[Pointing dataset records]
· · · · ·

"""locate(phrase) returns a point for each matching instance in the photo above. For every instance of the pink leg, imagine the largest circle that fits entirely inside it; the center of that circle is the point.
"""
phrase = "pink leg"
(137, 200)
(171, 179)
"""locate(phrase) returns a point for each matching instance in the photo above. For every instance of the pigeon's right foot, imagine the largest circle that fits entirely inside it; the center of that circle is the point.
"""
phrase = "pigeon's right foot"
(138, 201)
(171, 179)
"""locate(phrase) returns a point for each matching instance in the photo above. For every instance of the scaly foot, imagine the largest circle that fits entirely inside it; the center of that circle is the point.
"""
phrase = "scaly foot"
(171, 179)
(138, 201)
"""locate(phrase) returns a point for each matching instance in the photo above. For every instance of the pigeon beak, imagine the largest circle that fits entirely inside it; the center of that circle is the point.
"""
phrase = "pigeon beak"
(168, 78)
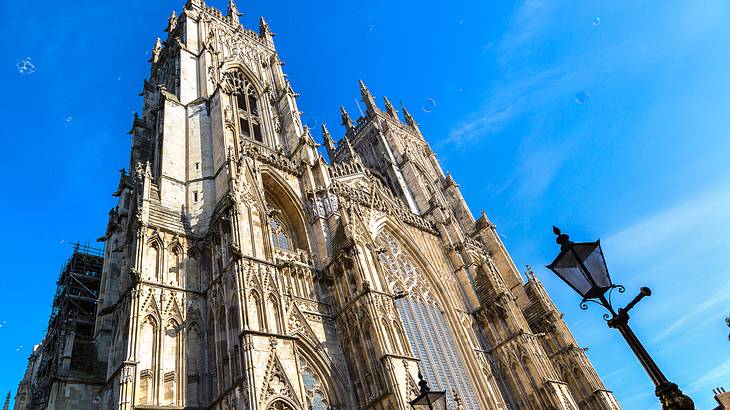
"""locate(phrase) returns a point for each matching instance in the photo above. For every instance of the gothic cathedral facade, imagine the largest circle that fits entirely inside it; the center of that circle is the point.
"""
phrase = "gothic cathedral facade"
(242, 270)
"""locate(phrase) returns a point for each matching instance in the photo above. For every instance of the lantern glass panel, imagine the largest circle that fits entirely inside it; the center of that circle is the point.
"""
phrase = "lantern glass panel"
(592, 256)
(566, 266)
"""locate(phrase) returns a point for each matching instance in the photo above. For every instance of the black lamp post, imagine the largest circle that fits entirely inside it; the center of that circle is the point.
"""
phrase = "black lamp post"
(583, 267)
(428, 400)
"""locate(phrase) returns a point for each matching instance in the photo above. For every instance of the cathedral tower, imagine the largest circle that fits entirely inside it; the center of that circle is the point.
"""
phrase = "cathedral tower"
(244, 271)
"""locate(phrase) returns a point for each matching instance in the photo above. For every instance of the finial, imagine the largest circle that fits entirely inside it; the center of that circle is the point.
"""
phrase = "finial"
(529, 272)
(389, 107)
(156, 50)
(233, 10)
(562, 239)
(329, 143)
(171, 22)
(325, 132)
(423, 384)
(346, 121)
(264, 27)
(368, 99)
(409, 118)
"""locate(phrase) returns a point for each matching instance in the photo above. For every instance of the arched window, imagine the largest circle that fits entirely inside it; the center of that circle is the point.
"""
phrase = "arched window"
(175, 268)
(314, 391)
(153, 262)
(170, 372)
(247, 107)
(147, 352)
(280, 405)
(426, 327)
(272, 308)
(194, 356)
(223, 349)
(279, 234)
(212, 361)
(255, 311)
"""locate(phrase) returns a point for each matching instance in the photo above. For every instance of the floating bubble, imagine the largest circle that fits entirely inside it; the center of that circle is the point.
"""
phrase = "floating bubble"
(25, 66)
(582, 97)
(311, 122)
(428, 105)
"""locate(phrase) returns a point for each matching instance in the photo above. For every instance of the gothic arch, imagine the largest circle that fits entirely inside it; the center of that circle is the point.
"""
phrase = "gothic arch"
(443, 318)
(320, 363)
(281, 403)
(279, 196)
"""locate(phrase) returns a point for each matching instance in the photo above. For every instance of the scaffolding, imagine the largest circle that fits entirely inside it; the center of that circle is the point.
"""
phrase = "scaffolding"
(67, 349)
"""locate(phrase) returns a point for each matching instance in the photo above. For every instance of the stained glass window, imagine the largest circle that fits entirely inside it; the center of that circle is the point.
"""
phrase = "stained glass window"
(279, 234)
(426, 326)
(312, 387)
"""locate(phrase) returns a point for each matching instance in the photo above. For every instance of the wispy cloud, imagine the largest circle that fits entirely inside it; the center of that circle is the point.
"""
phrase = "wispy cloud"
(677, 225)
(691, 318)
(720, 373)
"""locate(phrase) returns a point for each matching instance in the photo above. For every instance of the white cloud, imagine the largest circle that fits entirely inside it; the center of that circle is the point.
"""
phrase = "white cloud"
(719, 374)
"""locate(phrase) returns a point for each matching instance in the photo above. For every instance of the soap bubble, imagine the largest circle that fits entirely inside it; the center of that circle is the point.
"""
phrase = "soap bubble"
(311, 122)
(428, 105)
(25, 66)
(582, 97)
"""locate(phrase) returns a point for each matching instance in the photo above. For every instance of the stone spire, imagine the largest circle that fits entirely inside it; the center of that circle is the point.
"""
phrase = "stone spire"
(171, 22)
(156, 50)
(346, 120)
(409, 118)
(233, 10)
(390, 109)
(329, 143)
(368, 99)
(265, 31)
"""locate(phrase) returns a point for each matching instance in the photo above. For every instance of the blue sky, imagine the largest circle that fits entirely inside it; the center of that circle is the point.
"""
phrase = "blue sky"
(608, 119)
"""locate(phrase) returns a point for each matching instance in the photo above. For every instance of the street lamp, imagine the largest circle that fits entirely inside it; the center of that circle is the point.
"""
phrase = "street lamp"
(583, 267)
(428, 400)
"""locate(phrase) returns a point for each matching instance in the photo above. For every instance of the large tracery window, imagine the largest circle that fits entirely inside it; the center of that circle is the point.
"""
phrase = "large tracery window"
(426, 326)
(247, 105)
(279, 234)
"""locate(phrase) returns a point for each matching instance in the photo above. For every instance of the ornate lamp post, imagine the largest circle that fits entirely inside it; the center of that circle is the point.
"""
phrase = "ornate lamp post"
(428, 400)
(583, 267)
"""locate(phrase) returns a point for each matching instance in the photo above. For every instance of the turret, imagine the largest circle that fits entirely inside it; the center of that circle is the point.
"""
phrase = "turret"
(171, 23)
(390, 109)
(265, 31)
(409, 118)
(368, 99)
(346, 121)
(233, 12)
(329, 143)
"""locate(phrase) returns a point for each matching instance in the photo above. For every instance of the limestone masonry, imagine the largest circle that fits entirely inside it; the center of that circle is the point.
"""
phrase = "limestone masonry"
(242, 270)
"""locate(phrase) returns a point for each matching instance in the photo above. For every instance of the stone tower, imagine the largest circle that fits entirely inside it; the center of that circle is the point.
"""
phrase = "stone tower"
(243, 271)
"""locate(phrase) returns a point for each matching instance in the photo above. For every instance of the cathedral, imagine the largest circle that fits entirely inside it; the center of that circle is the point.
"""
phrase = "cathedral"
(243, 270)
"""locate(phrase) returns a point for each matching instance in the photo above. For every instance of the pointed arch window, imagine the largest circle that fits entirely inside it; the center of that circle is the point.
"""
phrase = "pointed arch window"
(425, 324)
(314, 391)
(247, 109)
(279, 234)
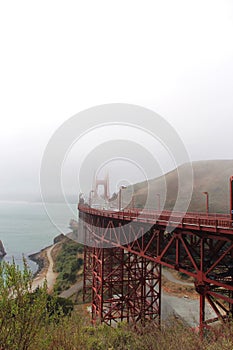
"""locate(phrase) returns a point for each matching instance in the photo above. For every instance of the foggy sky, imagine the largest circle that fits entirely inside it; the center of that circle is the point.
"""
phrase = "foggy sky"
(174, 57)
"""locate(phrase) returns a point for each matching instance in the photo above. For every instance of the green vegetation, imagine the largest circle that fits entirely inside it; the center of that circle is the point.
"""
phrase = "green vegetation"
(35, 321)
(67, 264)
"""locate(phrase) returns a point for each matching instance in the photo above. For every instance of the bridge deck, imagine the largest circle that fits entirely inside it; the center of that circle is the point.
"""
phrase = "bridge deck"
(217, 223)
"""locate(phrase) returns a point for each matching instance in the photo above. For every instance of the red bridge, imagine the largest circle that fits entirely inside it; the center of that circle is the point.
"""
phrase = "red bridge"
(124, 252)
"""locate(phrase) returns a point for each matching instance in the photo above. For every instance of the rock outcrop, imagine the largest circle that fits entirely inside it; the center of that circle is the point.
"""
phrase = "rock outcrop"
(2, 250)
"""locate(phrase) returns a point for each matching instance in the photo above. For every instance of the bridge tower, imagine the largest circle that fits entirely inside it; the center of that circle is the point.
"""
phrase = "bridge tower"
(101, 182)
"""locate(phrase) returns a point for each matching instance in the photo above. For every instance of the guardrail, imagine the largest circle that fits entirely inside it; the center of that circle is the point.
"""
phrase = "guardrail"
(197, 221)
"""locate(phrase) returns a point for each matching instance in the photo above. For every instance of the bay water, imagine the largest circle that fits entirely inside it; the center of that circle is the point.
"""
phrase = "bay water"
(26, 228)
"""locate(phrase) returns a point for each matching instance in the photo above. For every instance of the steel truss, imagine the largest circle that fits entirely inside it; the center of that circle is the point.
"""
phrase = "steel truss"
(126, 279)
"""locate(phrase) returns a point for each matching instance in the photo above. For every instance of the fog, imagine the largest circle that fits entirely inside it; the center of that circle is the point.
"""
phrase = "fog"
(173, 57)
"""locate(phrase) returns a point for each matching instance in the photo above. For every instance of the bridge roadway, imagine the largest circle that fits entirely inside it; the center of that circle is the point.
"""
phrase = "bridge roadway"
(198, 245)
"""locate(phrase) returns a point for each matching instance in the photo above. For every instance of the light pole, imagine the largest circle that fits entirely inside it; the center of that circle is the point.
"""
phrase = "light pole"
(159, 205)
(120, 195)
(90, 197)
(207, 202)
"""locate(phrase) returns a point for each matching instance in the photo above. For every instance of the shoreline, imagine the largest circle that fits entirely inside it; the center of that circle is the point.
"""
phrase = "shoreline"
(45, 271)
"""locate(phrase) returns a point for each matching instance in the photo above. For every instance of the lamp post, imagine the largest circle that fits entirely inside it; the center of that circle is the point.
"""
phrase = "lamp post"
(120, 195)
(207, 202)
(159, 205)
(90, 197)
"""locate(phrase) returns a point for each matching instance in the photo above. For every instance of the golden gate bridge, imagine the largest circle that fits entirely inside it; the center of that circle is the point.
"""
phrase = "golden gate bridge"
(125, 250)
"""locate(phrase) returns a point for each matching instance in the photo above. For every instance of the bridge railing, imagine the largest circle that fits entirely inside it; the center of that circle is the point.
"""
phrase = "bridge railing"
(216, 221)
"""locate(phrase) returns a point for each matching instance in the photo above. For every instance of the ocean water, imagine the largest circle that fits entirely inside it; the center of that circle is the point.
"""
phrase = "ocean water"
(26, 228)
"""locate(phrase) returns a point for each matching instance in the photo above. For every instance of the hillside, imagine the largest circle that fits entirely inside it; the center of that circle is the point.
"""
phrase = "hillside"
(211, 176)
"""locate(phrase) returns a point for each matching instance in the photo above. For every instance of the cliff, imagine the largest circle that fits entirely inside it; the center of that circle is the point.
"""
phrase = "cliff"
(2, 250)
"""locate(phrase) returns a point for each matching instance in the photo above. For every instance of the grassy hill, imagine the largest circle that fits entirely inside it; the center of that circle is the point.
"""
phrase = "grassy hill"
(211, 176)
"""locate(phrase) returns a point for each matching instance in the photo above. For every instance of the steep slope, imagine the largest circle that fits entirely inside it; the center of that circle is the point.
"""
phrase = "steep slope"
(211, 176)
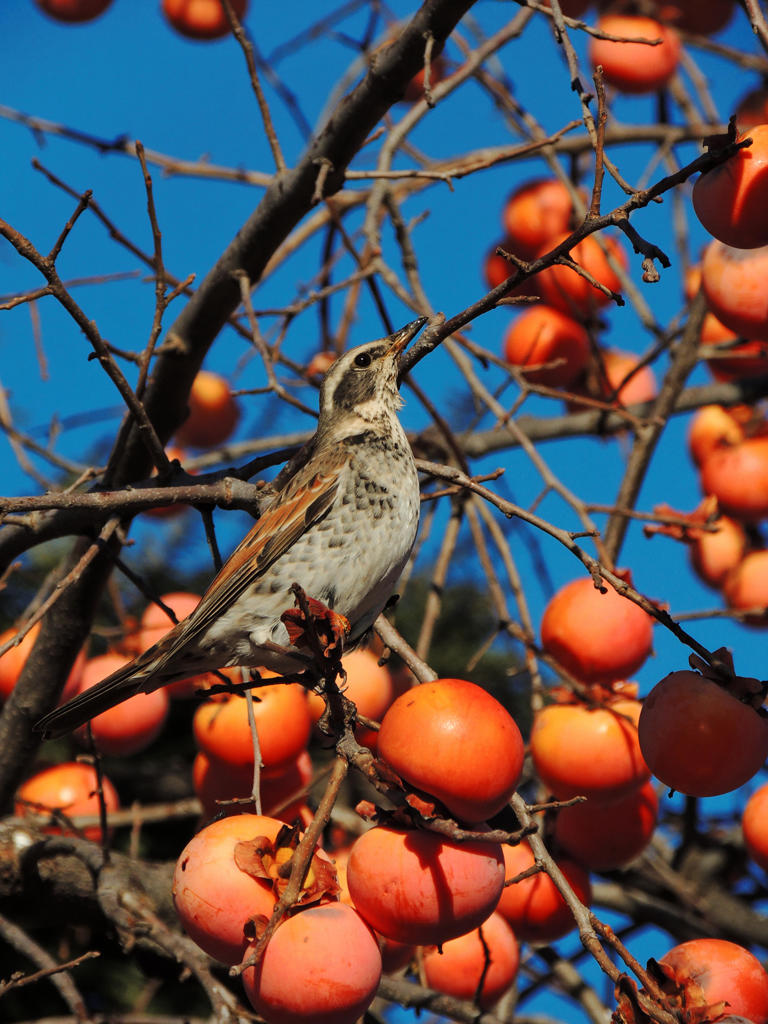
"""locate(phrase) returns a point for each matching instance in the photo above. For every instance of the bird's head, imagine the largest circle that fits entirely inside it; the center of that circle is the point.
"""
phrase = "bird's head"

· · · · ·

# [Written request]
Beginning with the line containing "bridge railing, imagine" and ending with the last line of the material, output each line exactly; do not include pictures.

# [Complete output]
"""locate(phrase) returns a point for each matching instance in the photo above. For every instance of the bridge railing, imagine the largest circle that fits entirely inside it; the center of that circle is the point.
"""
phrase = "bridge railing"
(216, 221)
"""locate(phrase) returns a point for each matching instance in the photo above. For every instance of the ocean water, imagine the largest circle that fits entirely inside it; the center of that circle is the point.
"""
phrase = "ocean water"
(26, 228)
"""locate(phrase) returns a point for each matching instance in the photo above. For every instance of the hillside, imagine the largest circle that fits entirely inside it; the center of that circle is the point.
"""
phrase = "hillside"
(211, 176)
"""locate(phrase) returns a point for each matching instance in the photo above. For every instance of the cliff, imagine the largest circle that fits entirely inside it; the center of that circle is the point.
"""
phrase = "cliff"
(2, 250)
"""locate(phrase) returns a point for each matching instance in the photo above. For every instance of the grassy hill, imagine the largest circle that fits entirely inside it; the center of that circle is the point.
"""
phrase = "grassy hill"
(211, 176)
"""locate(phrase) returns a point for each matching instance in the photo above. For every instance of the steep slope, imagine the largest circle that fits entirely inside it; the center of that circle is the point.
"""
phrase = "steep slope"
(211, 176)
"""locate(phrase) returns a point for each matching instance in the photo above. For every instance of the bird's head, imagine the largest circle that fits entirely inside it; the center of that circle is the point.
"""
phrase = "bird's head"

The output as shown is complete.